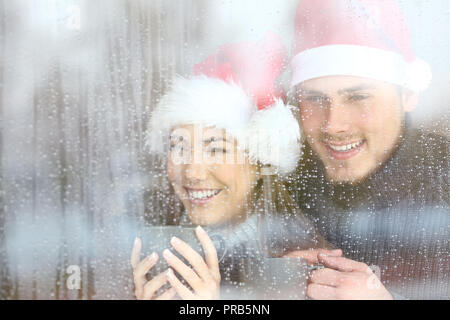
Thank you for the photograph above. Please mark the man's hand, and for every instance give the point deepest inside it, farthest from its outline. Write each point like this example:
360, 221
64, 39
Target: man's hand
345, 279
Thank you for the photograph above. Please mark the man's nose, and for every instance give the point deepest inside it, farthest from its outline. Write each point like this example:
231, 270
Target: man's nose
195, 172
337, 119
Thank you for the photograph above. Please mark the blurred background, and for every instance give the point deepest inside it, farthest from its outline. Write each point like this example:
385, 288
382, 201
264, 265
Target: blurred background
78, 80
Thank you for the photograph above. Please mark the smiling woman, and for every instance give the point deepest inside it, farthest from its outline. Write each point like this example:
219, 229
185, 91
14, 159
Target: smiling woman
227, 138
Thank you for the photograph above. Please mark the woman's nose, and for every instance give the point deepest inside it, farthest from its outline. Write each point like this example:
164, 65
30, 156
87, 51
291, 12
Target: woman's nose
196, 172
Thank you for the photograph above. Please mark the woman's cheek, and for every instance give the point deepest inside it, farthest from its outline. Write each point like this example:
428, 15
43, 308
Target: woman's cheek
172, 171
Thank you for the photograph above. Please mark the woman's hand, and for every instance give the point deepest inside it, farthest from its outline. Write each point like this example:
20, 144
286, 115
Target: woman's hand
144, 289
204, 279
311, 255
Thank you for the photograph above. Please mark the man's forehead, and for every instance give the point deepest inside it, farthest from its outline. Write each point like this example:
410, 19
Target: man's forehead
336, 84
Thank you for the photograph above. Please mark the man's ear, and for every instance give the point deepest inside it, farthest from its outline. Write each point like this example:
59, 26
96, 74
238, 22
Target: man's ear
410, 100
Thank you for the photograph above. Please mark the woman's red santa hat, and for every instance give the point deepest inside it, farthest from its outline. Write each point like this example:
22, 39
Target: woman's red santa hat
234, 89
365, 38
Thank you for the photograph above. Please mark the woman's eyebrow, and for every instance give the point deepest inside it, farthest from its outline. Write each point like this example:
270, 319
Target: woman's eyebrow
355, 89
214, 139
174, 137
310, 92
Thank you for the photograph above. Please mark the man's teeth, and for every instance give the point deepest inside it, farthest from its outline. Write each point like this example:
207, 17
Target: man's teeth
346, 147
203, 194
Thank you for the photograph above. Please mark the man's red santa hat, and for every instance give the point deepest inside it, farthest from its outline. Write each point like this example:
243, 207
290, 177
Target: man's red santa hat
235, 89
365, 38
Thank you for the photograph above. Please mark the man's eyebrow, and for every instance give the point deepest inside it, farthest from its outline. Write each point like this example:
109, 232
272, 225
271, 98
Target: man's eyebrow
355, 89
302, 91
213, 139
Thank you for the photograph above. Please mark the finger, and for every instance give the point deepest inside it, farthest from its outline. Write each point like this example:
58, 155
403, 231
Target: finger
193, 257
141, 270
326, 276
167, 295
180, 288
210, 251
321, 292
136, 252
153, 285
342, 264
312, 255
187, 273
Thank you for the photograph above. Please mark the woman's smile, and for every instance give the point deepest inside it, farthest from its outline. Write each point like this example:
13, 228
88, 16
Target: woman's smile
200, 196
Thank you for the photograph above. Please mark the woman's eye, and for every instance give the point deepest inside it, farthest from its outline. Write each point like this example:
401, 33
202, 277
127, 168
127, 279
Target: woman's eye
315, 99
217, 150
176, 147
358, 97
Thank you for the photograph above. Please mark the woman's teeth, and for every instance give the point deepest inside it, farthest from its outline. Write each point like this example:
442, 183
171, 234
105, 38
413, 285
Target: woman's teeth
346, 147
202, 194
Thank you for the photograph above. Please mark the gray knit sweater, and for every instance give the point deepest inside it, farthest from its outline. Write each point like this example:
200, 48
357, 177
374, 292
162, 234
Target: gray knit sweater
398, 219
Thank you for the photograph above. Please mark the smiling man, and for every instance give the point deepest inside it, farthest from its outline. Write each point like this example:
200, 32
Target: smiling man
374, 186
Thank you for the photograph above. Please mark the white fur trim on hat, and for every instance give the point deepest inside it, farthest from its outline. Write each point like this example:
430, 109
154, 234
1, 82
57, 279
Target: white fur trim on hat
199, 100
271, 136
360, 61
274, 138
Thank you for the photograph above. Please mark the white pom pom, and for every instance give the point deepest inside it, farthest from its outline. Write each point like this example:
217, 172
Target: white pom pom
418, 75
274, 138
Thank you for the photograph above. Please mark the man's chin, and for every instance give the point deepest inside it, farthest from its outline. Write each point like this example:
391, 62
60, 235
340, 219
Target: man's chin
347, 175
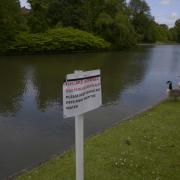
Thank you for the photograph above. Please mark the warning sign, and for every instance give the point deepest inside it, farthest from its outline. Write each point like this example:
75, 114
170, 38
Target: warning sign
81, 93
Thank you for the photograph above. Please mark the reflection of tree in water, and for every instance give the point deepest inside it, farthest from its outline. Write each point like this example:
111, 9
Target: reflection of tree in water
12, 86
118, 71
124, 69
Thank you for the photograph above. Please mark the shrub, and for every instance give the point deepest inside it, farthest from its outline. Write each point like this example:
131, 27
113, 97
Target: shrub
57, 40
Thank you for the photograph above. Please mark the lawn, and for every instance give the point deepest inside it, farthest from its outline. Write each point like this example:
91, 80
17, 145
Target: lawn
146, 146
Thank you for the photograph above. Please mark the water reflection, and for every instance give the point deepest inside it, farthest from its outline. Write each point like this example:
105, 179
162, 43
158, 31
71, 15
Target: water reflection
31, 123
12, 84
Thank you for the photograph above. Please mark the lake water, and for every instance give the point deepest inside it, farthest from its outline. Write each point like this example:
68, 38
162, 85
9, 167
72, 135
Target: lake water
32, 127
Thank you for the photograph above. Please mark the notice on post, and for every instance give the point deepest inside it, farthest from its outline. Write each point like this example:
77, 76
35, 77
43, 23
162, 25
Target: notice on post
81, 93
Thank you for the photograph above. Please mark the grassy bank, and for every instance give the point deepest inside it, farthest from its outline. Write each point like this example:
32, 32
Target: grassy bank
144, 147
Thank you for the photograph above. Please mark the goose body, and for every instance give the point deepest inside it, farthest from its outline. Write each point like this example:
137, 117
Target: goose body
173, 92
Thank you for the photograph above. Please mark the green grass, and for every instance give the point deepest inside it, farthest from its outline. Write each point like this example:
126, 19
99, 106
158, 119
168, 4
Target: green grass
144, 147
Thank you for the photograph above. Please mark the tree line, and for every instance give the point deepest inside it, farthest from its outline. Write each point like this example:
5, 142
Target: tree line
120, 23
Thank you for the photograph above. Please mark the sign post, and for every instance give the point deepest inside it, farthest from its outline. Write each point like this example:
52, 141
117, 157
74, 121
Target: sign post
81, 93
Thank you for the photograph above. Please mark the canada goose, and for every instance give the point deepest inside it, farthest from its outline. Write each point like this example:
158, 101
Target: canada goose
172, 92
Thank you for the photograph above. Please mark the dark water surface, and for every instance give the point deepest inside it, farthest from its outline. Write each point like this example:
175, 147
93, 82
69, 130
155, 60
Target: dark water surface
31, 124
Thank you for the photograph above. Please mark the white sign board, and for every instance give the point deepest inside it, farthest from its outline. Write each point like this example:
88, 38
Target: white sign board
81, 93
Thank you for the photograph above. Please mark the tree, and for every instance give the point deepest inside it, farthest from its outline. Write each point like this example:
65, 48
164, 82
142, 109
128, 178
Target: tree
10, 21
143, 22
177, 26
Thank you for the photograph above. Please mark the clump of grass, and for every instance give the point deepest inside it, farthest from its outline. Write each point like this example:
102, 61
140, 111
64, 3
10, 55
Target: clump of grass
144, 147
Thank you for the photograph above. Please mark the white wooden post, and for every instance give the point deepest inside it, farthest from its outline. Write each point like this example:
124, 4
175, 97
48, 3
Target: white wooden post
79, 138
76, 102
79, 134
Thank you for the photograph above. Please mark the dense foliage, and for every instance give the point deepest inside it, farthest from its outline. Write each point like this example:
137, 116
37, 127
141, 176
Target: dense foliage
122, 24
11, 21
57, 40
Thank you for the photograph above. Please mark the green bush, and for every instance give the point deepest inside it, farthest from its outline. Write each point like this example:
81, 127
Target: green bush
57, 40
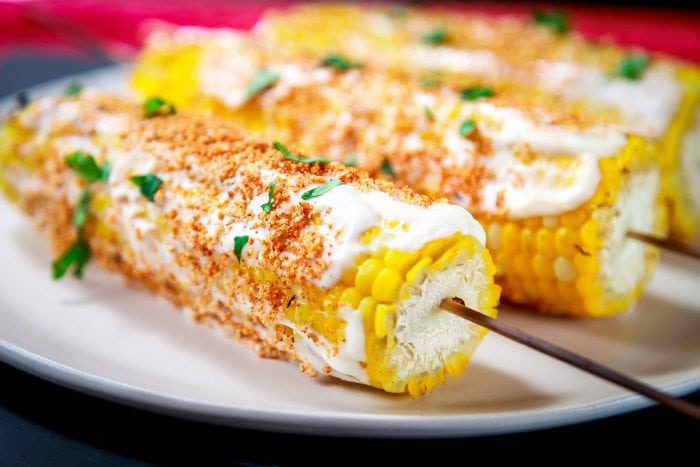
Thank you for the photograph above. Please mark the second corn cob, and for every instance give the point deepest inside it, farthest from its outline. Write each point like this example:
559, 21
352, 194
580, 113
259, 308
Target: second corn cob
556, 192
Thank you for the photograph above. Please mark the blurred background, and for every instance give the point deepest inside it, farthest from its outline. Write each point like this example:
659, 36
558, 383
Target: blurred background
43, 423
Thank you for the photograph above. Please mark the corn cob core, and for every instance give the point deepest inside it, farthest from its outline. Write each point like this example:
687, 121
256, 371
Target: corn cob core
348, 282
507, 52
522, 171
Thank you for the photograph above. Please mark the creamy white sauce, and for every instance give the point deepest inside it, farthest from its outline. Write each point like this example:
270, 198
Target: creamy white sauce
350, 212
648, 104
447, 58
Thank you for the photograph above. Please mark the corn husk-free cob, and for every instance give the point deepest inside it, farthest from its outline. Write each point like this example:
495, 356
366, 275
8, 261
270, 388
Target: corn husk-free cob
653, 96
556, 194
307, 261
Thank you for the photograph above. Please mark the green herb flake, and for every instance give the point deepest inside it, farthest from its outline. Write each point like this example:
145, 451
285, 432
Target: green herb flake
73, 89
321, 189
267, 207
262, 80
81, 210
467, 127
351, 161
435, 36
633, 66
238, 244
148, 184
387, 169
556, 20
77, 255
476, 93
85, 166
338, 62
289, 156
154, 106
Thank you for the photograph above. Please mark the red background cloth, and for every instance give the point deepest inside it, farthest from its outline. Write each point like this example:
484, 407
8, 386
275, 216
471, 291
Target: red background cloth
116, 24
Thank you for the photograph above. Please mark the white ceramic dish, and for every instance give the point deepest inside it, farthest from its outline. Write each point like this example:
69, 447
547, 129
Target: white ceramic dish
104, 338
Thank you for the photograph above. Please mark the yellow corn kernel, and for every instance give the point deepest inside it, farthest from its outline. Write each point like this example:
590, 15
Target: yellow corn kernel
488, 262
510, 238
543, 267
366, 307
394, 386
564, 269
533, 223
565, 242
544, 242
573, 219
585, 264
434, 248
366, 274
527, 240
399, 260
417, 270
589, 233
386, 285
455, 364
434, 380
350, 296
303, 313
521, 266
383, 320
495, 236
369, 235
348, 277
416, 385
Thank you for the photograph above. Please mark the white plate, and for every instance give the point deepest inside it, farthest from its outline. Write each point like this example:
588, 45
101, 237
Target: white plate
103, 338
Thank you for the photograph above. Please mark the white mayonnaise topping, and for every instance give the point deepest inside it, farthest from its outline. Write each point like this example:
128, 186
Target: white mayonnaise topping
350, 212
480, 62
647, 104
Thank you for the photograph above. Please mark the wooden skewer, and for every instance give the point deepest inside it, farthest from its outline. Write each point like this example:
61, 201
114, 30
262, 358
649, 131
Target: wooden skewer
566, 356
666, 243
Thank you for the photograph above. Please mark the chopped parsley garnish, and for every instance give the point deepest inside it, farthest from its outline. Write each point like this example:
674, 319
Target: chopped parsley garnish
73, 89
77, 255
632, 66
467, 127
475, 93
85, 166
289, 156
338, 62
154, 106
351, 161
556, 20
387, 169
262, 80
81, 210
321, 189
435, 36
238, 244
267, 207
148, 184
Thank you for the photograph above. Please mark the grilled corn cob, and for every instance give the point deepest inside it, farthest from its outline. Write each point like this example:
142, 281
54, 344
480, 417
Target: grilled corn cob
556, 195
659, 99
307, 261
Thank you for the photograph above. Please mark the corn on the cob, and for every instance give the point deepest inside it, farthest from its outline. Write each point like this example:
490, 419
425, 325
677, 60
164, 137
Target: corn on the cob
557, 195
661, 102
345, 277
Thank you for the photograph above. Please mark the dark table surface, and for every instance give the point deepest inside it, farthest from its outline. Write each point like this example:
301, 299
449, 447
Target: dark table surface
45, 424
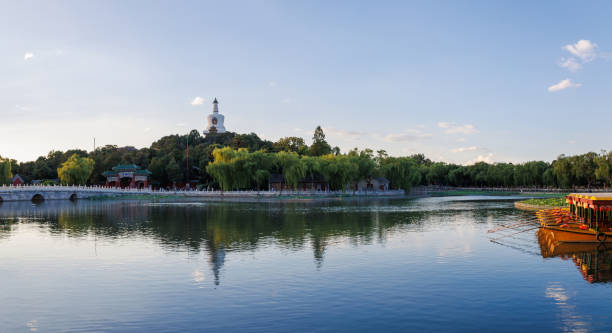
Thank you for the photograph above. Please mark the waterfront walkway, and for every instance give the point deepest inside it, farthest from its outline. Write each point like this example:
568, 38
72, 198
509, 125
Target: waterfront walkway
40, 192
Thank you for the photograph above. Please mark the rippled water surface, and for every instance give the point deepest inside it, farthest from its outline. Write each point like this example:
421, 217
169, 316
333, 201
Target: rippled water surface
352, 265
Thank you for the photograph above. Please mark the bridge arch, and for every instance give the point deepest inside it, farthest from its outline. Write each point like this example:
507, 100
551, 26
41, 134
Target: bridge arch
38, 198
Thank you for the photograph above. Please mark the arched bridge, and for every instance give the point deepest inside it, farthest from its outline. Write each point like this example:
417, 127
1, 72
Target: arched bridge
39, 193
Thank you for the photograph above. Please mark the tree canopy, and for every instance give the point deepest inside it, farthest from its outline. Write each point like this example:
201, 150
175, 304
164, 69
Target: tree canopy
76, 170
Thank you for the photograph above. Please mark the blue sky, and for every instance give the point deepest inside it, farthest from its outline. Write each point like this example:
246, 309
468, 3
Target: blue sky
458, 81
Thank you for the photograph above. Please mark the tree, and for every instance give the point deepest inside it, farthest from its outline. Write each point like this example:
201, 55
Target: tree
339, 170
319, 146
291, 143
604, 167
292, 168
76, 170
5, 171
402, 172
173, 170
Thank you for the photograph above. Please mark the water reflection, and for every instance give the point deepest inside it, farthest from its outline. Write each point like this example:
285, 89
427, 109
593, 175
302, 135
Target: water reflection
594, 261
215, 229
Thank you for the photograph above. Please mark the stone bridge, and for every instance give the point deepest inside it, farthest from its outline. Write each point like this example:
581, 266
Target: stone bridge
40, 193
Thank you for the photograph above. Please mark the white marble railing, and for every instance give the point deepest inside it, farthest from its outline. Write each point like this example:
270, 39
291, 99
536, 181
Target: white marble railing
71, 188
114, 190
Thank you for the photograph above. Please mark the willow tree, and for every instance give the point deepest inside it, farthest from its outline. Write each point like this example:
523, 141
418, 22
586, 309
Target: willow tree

========================================

[DIRECTIONS FOR THIS TASK]: Where a line of the entries above holds the word "willow", return that line.

[REPLY TO THE TASK]:
Thank you for the photograph above. Please mark the willow tree, and for every instance give the point deepest inside it, farthest from its outline. Write each point like this example:
Target: willow tree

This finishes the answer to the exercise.